**Input for this task**.
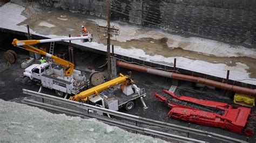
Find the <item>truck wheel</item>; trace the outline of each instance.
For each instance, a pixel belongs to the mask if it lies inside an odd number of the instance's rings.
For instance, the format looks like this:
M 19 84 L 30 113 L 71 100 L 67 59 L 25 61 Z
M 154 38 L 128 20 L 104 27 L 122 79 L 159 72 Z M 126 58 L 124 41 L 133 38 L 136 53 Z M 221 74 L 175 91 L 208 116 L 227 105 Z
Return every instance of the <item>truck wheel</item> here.
M 133 109 L 134 107 L 134 103 L 132 101 L 129 101 L 125 105 L 125 110 L 126 111 L 131 111 Z
M 56 92 L 57 96 L 59 97 L 62 97 L 64 95 L 63 92 L 59 90 L 56 90 L 55 92 Z
M 33 81 L 31 81 L 30 80 L 30 78 L 29 78 L 28 76 L 26 76 L 22 79 L 22 83 L 28 85 L 33 85 L 35 83 Z

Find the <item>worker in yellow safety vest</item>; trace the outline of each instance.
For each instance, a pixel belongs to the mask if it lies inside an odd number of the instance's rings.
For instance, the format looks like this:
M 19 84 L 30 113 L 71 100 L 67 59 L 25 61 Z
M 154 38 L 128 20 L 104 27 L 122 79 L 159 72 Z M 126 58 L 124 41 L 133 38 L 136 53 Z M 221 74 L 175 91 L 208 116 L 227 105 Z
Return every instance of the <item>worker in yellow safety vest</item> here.
M 39 62 L 40 63 L 40 64 L 42 64 L 43 63 L 45 63 L 46 62 L 46 61 L 44 59 L 43 57 L 42 57 L 41 59 L 40 59 L 40 60 L 39 60 Z

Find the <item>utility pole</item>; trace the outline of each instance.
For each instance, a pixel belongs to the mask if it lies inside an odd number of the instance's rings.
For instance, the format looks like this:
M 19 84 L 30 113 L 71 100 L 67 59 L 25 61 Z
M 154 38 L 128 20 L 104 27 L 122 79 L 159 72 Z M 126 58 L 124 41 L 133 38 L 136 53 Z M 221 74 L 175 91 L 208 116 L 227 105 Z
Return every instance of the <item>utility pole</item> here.
M 111 80 L 111 65 L 110 61 L 110 0 L 107 0 L 107 80 Z

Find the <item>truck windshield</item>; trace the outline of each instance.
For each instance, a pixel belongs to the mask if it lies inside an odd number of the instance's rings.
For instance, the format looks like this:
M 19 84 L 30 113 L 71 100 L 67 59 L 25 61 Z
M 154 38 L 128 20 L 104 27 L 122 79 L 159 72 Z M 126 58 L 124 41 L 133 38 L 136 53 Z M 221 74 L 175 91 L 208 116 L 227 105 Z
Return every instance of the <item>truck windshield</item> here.
M 36 73 L 36 74 L 39 74 L 39 69 L 38 68 L 34 68 L 33 69 L 33 73 Z

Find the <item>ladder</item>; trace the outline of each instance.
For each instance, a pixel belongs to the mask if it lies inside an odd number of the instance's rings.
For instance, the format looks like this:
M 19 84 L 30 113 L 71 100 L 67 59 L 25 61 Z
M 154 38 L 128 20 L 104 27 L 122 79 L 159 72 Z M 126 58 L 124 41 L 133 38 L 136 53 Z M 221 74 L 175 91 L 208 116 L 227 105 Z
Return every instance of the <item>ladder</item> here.
M 51 42 L 51 45 L 50 45 L 50 51 L 49 54 L 51 55 L 53 55 L 53 49 L 54 49 L 54 42 Z M 52 59 L 50 58 L 48 58 L 48 60 L 51 60 Z
M 50 52 L 49 54 L 51 55 L 53 54 L 53 49 L 54 49 L 54 42 L 51 42 L 51 45 L 50 46 Z

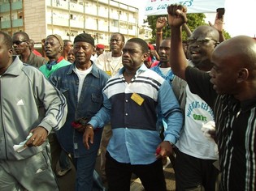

**Written instruction**. Express the data from its beginning through the line containing "M 56 92 L 57", both ends included, as a Markdown table with columns "No." and "Line." Number each line, and omit blank lines and pictures.

**Response to the task**.
| No. | Line |
|---|---|
| 1 | Find the <item>truck wheel</item>; trace the outline of each instance. |
| 2 | For each instance, a pixel belongs to the mask if it lies inside an odd number of the instance's rings. |
| 3 | For instance, the format looks like this: |
| 4 | M 19 84 L 30 113 L 71 100 L 67 59 L 25 61 Z |
| 5 | M 154 38 L 128 20 L 104 27 L 122 79 L 159 72 Z M 126 58 L 124 41 L 133 38 L 136 53 Z M 221 74 L 175 91 L 208 116 L 227 105 Z |
| 6 | Return every instance of the <item>truck wheel</item> here. |
| 7 | M 133 109 L 134 107 L 134 103 L 132 101 L 129 101 L 125 105 L 125 110 L 126 111 L 131 111 Z |
| 8 | M 56 92 L 57 96 L 59 97 L 62 97 L 64 95 L 63 92 L 59 90 L 56 90 L 55 92 Z |